Verilen Metin:
──────────

7 Nisan 2018 Cumartesi

İlkçağlardan Cumhuriyete Canik


Cevdet Yılmaz - İlkçağlardan Cumhuriyete Canik

Canik isminin kökeni tam olarak bilinmese de, Türk Dil kurumu tarafından yayınlanan çalışmalarda “şahit,” “ova,” “kışlak” ve “deniz kıyısına yakın yer” gibi anlamlara karşılık geldiği belirtilmektedir. Bölgedeki yerli halk arasında daha çok “cenik” şeklinde ifade edilen ve sürülerin kışın barındıkları çukur yer manasında dile getirilen bu kelime, tarihsel süreç içinde genel anlamda Anadolu'nun kuzeyinde yer alan İdarî ve coğrafî bir bölgeyi tanımlamak için kullanılmıştır.

──────────

Sağlanan Veriler:

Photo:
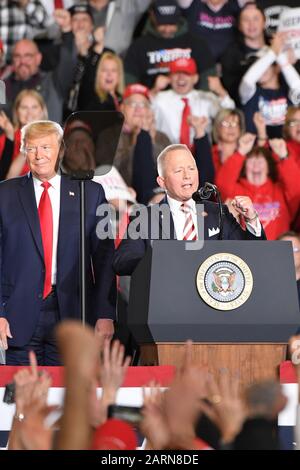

──────────

Yapılacaklar:
[A] Canik hakkındaki metinden "Canik isminin kökeni" ile "tanımlamak için kullanılmıştır." arasındaki bölümü, bu iki ifade de dahil olmak üzere, hiç değiştirmeden geri ver.
[B] Canik hakkındaki metni kaldığı yerden sürdür.
Malzemenin bu işle hiçbir ilgisi yoktur.

Görev Yanıtları:
[A]
Canik isminin kökeni tam olarak bilinmese de, Türk Dil kurumu tarafından yayınlanan çalışmalarda “şahit,” “ova,” “kışlak” ve “deniz kıyısına yakın yer” gibi anlamlara karşılık geldiği belirtilmektedir. Bölgedeki yerli halk arasında daha çok “cenik” şeklinde ifade edilen ve sürülerin kışın barındıkları çukur yer manasında dile getirilen bu kelime, tarihsel süreç içinde genel anlamda Anadolu'nun kuzeyinde yer alan İdarî ve coğrafî bir bölgeyi tanımlamak için kullanılmıştır.

[B]
12. Yüzyıl'a ait Selçuknamelerde batıda Samsun'dan başlayıp doğuda Artvin'e kadar uzanan bölge Canit adıyla anılıyordu.
…kelimenin ilk geçtiği en eski Türkçe metin 1244/45'te kaleme alınan Danişmendname'dir (s. 3).

Türkiye Türkçesi Ağızları Sözlüğü'nde' "Deniz kıyısına yakın yer; sahil, "ova", "kışlak" gibi anlamları olan Cenik ismi, bölgeye ad veren Türklerin Samsun'a bakış açısını ortaya koyan güzel bir isimdir (s. 26).

Samsun'da ilk yerleşim (…) MÖ. 12.000 ile 8.000 arasındaki Mezolitik döneme ait Tekkeköy mağara yerleşimidir (Ali Uzun. "Tekkeköy'de (Samsun) Mağara-Kale Yerleşmeleri',” Doğu Coğrafya Dergisi I (1995), s. 413-433).

Hititler Kızılırmak havzasında büyük bir uygarlık ortaya çıkarırken Karadeniz sahili Gaşkaların elindeydi (s. 30).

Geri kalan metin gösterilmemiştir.